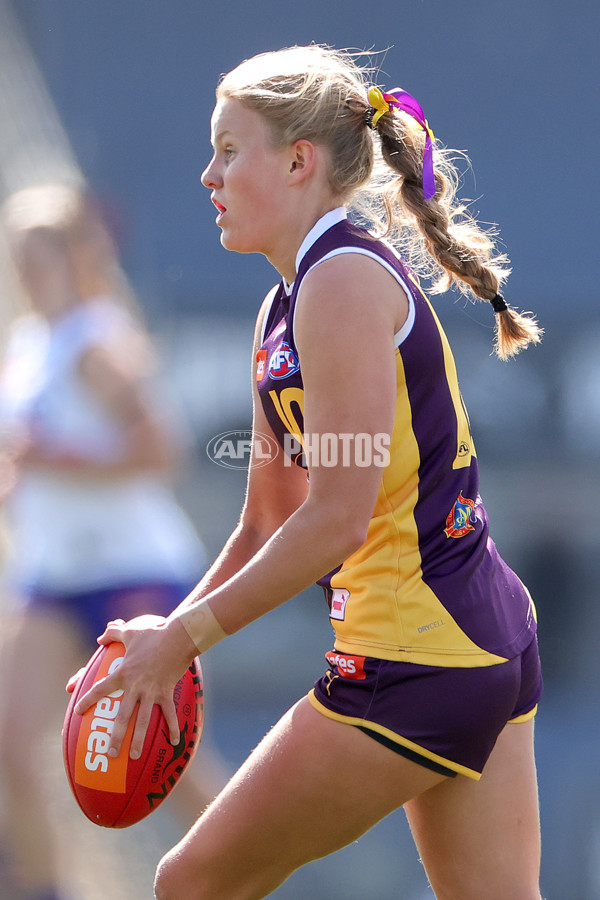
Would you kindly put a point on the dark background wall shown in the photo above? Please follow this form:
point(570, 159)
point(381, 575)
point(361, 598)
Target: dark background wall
point(515, 85)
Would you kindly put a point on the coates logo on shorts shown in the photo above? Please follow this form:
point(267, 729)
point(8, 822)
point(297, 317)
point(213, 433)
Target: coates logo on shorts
point(283, 362)
point(234, 449)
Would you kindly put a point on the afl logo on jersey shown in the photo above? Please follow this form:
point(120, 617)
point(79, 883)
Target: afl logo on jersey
point(283, 362)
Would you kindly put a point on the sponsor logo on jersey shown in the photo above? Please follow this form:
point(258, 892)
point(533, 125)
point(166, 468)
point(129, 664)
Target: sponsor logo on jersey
point(339, 598)
point(458, 522)
point(261, 364)
point(347, 666)
point(283, 362)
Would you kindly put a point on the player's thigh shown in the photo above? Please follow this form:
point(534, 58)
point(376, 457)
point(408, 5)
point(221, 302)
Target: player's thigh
point(481, 840)
point(312, 786)
point(40, 652)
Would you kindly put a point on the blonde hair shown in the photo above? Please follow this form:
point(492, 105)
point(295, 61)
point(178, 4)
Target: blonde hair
point(321, 94)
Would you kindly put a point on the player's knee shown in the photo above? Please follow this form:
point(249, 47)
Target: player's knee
point(176, 880)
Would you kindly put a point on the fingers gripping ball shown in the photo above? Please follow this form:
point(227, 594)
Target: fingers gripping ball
point(118, 791)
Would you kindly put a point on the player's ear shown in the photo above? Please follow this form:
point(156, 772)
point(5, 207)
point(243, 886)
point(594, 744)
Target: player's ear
point(302, 160)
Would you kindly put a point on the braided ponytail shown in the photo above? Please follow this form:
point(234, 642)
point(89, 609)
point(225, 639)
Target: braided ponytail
point(321, 94)
point(461, 251)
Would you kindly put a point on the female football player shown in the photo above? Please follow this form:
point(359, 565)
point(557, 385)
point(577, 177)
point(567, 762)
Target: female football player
point(433, 680)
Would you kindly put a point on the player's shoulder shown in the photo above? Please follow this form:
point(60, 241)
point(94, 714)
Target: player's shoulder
point(347, 288)
point(263, 312)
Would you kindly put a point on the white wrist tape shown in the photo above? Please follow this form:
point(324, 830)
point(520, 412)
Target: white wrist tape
point(201, 625)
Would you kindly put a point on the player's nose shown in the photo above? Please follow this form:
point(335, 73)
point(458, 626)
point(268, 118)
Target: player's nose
point(210, 177)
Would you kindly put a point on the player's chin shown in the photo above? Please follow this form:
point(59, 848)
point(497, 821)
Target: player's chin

§ **Requirement**:
All of the records need repeating exactly, except for the pictures.

§ **Response**:
Would you kindly put a point on the dark background wall shown in the photo above? Please follow this form:
point(570, 159)
point(381, 575)
point(361, 598)
Target: dark background wall
point(515, 85)
Would you kindly put a point on the coates logo on shorts shown in the photo above? Please follow this form:
point(267, 729)
point(8, 822)
point(297, 317)
point(213, 433)
Target: coates logo on shorts
point(283, 362)
point(234, 449)
Would you kindly put a point on the afl logo on jersey shown in the photo above? Please follow this form:
point(120, 617)
point(79, 883)
Target: afl logo on jersey
point(283, 362)
Would you kindly put a point on the sponsor logo on jersey shown in the photo above? Please follow this form:
point(258, 892)
point(533, 125)
point(166, 468)
point(129, 664)
Target: sponsor logo on jersey
point(339, 598)
point(458, 522)
point(261, 364)
point(347, 666)
point(283, 362)
Would you kindly put a point on the player's thigh shown in the photo above? Please follow this form:
point(534, 58)
point(376, 457)
point(408, 5)
point(221, 302)
Target: player's thigh
point(481, 840)
point(312, 786)
point(40, 652)
Would you kindly put a point on the blonde hair shown in the photo above? Please follow this form:
point(492, 105)
point(295, 61)
point(178, 4)
Target: blonde hair
point(321, 94)
Would you kindly put a point on the player's knee shown in the photo above? Please follow this form:
point(249, 47)
Target: player's knee
point(176, 880)
Would you kindly put a point on the fingers gripping ball shown in the photo above? Please follow this form:
point(227, 594)
Target: fingers gripping ball
point(118, 791)
Would you kindly put a point on the player's ear shown in the photo above? Please follow this form:
point(156, 772)
point(5, 207)
point(243, 886)
point(594, 744)
Target: player's ear
point(302, 160)
Would you kindly put a point on the braided ponytail shown in the photo above? Please follow this form:
point(234, 642)
point(89, 609)
point(225, 639)
Target: braided ponytail
point(321, 94)
point(461, 251)
Would you kindly put a point on the female football player shown in the photo above? Please follow this form:
point(359, 565)
point(557, 385)
point(577, 177)
point(567, 762)
Target: female football player
point(433, 680)
Would you kindly put a point on the player's shoulder shown in the photo above? Please follow this form:
point(60, 241)
point(94, 714)
Target: player's shoulder
point(347, 288)
point(263, 312)
Would you kindly put a point on the white wrist tape shown in the photo above? Please follow this form:
point(324, 830)
point(520, 412)
Target: white wrist tape
point(201, 625)
Would you kindly put a point on the player's nose shown in the photo above? Please follow this form:
point(335, 73)
point(458, 626)
point(268, 118)
Target: player's nose
point(210, 177)
Would you kindly put a point on the player's chin shown in the photo above? Please follow this form:
point(59, 848)
point(497, 821)
Target: player's chin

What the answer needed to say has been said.